**Dataset entries:**
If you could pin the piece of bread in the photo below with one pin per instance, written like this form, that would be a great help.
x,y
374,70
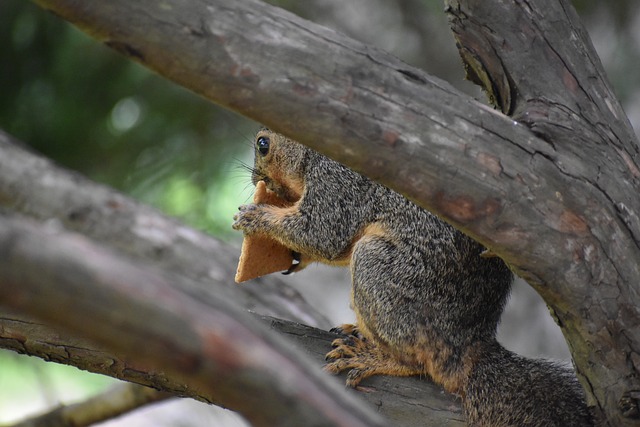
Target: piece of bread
x,y
261,255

**TASK PROMPT:** Could you write all the entries out again exactly, but without their pictures?

**THE COMPLETED TASK:**
If you could pin the piece of bread in the photo below with one pin per instance, written like this form, that would be a great help.
x,y
374,70
Target: piece of bread
x,y
261,255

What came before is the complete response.